__Raw data__.

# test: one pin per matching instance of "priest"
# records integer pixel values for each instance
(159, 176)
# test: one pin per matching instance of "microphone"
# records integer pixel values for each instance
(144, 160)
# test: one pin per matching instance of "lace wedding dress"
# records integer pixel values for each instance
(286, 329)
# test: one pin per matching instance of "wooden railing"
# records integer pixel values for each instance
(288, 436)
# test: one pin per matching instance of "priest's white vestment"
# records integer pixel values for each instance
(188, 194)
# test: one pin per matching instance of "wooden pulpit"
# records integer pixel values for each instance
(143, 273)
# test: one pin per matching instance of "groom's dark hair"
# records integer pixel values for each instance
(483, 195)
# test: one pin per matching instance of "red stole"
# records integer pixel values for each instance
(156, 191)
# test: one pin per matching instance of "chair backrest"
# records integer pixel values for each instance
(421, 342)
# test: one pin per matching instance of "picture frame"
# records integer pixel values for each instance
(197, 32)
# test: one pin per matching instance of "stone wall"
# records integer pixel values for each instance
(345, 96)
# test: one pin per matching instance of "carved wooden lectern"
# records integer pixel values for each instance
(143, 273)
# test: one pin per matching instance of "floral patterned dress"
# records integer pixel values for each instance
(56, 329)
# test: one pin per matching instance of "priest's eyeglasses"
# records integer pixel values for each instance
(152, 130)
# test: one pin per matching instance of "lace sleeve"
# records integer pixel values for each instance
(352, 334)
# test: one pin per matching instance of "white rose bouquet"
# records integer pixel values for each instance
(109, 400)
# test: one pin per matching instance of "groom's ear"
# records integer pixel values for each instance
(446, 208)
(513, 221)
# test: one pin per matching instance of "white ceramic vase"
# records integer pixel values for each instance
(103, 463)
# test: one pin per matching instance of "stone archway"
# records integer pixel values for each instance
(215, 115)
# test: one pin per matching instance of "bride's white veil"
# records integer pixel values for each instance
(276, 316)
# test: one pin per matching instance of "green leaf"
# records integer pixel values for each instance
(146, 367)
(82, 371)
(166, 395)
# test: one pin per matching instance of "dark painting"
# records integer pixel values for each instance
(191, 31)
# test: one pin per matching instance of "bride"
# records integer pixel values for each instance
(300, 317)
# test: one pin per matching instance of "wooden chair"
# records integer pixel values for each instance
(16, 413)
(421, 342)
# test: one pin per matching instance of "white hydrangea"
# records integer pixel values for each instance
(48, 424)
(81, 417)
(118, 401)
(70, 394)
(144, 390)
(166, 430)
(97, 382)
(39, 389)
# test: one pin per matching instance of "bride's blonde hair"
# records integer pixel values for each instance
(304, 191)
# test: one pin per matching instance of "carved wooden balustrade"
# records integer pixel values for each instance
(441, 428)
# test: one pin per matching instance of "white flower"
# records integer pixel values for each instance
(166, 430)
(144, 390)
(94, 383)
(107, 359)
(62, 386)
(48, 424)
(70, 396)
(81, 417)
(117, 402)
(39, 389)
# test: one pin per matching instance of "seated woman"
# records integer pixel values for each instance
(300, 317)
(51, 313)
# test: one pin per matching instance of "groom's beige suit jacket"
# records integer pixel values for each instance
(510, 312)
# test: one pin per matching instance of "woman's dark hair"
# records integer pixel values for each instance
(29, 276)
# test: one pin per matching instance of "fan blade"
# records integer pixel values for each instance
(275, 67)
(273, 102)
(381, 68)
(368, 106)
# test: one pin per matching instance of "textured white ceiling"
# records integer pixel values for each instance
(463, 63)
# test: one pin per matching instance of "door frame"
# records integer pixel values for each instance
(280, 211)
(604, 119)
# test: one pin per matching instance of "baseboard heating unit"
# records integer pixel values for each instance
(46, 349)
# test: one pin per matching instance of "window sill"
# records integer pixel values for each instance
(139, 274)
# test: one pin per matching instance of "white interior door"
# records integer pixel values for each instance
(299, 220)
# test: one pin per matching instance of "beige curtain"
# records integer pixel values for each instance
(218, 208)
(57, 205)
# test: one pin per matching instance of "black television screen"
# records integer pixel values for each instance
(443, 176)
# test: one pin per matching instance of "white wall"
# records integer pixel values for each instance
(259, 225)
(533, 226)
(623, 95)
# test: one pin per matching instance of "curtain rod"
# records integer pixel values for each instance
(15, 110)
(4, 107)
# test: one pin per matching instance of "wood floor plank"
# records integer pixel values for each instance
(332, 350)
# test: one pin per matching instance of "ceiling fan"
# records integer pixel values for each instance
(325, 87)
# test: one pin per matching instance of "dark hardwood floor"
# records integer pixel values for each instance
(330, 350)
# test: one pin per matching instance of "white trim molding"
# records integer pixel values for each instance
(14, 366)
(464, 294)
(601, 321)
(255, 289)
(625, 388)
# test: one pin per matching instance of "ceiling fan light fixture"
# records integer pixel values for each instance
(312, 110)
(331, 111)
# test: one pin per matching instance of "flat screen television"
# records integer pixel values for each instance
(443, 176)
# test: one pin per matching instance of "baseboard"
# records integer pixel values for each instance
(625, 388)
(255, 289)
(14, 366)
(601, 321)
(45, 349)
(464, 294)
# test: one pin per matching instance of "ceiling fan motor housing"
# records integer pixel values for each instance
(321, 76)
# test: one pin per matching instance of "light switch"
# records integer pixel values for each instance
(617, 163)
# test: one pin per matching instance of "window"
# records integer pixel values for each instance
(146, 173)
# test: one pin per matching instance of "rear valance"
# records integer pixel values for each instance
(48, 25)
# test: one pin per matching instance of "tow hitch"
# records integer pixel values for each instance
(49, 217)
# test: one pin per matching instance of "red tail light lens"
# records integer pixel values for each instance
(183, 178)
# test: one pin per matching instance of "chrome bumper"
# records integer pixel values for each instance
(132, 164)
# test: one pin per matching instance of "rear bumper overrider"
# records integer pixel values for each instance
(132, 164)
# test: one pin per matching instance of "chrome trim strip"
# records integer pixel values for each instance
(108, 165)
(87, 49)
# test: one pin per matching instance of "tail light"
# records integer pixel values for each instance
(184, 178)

__The request__. Reproduce the data shown above exactly.

__Full output__.
# test: one pin per matching instance of "priest"
# records integer pixel values for each instance
(159, 176)
# test: one pin per matching instance of "microphone"
# records integer pixel values for each instance
(144, 160)
# test: one pin per matching instance of "lace wedding dress"
# records integer pixel values for each instance
(286, 329)
# test: one pin per matching instance of "wooden railing"
# records integer pixel values for each instance
(288, 436)
# test: one pin per matching instance of "priest's white vestment"
# records integer pixel values for each instance
(188, 194)
# test: one pin per matching instance of "wooden pulpit"
# records integer pixel values for each instance
(143, 273)
# test: one pin per matching instance of "groom's dark hair"
# records integer pixel values for each instance
(483, 195)
# test: one pin per matching instance of "red stole"
# records integer pixel values for each instance
(156, 191)
# test: one pin per matching instance of "chair backrest"
# records integer pixel values for each instance
(421, 342)
# test: one pin per matching instance of "picture frame"
# records integer pixel values for each instance
(197, 32)
# test: one pin per matching instance of "stone wall"
# records integer pixel values for each instance
(345, 96)
# test: one pin per matching instance of "carved wooden lectern"
# records integer pixel values for each instance
(143, 273)
# test: one pin per matching instance of "floral patterned dress"
# records integer pixel values for each instance
(56, 329)
# test: one pin per matching instance of "priest's eyeglasses"
# records integer pixel values for each instance
(152, 130)
# test: one pin per matching instance of "lace sleeve"
# records integer pixel values for each instance
(352, 334)
# test: one pin per matching instance of "white rose bouquet"
# records integer pixel values for each instance
(109, 400)
# test: one pin per matching instance of "groom's ear"
# records integer pixel values for each instance
(446, 208)
(513, 221)
# test: one pin per matching instance of "white ceramic vase"
# records integer pixel values for each instance
(103, 463)
# test: one pin per matching instance of "stone archway"
# records integer pixel values for each instance
(215, 115)
# test: one pin per matching instance of "bride's white veil"
# records integer pixel values for each instance
(276, 316)
# test: one pin per matching instance of "green leaf"
# records integer pixel values for each instance
(146, 367)
(82, 371)
(166, 395)
# test: one pin per matching instance of "dark painting"
# records integer pixel values for each instance
(191, 31)
# test: one pin per matching instance of "bride"
# records integer pixel values for each instance
(300, 317)
# test: one pin per matching instance of "wooden chair"
# records integer pixel values for each instance
(16, 413)
(421, 342)
# test: one pin per matching instance of "white hydrangea"
# records integer pixel values for each instance
(48, 424)
(81, 417)
(118, 401)
(70, 394)
(144, 390)
(166, 430)
(97, 382)
(39, 389)
# test: one pin per matching instance of "bride's blonde hair"
# records integer pixel values for each instance
(304, 191)
# test: one pin per matching instance of "carved wooden balustrade"
# records integer pixel values for each instance
(441, 428)
# test: one pin per matching instance of "white flower"
# records integer pixel values for each instance
(166, 430)
(144, 390)
(94, 383)
(107, 359)
(62, 386)
(48, 424)
(70, 396)
(81, 417)
(117, 402)
(39, 389)
# test: one pin per matching instance of "seated woman"
# records integer pixel values for each instance
(300, 317)
(51, 313)
# test: one pin per matching instance of "groom's beige suit jacket"
# records integer pixel values for each instance
(510, 312)
# test: one pin per matching instance of "woman's dark hair"
# records integer pixel values for each instance
(29, 276)
# test: one pin per matching instance of "fan blade"
# records integer pixel values for each instance
(275, 67)
(273, 102)
(381, 68)
(368, 106)
# test: one pin per matching instance of "textured white ceiling"
# records integer pixel values for each instance
(463, 63)
# test: one pin per matching instance of "door frame"
# records integer pixel values for each instance
(280, 211)
(604, 119)
# test: one pin per matching instance of "baseboard heating unit"
# records integer pixel values for each instance
(46, 349)
# test: one pin per matching instance of "window sill"
# records integer pixel values for each instance
(139, 274)
# test: one pin per matching instance of "white interior door"
# records integer pixel values for each instance
(299, 220)
# test: one pin per matching instance of "beige curtain"
# records integer pixel values for each instance
(218, 208)
(57, 205)
# test: one pin per matching instance of "black television screen"
# records integer pixel values for each instance
(443, 176)
# test: one pin per matching instance of "white wall"
# records integer pixel values for each instance
(259, 225)
(533, 226)
(623, 95)
# test: one pin per matching instance of "curtain rod"
# records integer pixel values for each instance
(15, 110)
(4, 107)
# test: one pin per matching instance of "wood floor plank"
# records integer pixel values for each instance
(332, 350)
# test: one pin per matching instance of "ceiling fan"
# records integer pixel values for each instance
(325, 87)
# test: one pin per matching instance of "dark hardwood floor"
# records integer pixel values for each instance
(330, 350)
# test: one pin per matching instance of "white trim molding"
# records integer pixel values for each instance
(14, 366)
(464, 294)
(601, 321)
(255, 289)
(625, 388)
# test: one pin per matching instance of "ceiling fan light fixture"
# records integer pixel values for each instance
(312, 110)
(331, 111)
# test: one pin per matching instance of "flat screen television"
# records integer pixel values for each instance
(443, 176)
# test: one pin per matching instance of "baseboard"
# records integer pixel values for each instance
(625, 388)
(255, 289)
(14, 366)
(601, 321)
(45, 349)
(464, 294)
# test: one pin per matching instance of "ceiling fan motor housing"
# records integer pixel values for each instance
(321, 76)
# test: one pin per matching instance of "light switch"
# records integer pixel values for each instance
(617, 163)
# test: one pin per matching instance of "window"
# records integer pixel values for each instance
(146, 173)
# test: one pin per matching instance of "rear valance"
# records integer pixel values for each instance
(48, 25)
# test: one pin per matching instance of "tow hitch"
# records integer pixel values for each instance
(49, 217)
# test: one pin per matching instance of "red tail light lens"
# records integer pixel values for each instance
(183, 178)
# test: one pin per matching instance of "chrome bumper"
# records integer pixel values for each instance
(132, 164)
# test: one pin per matching instance of "rear bumper overrider"
# records integer pixel values for each instance
(132, 164)
# test: one pin per matching instance of "chrome trim strip"
# records integer pixel values for each instance
(108, 165)
(87, 49)
# test: one pin per matching instance of "tail light"
# records integer pixel values for each instance
(184, 178)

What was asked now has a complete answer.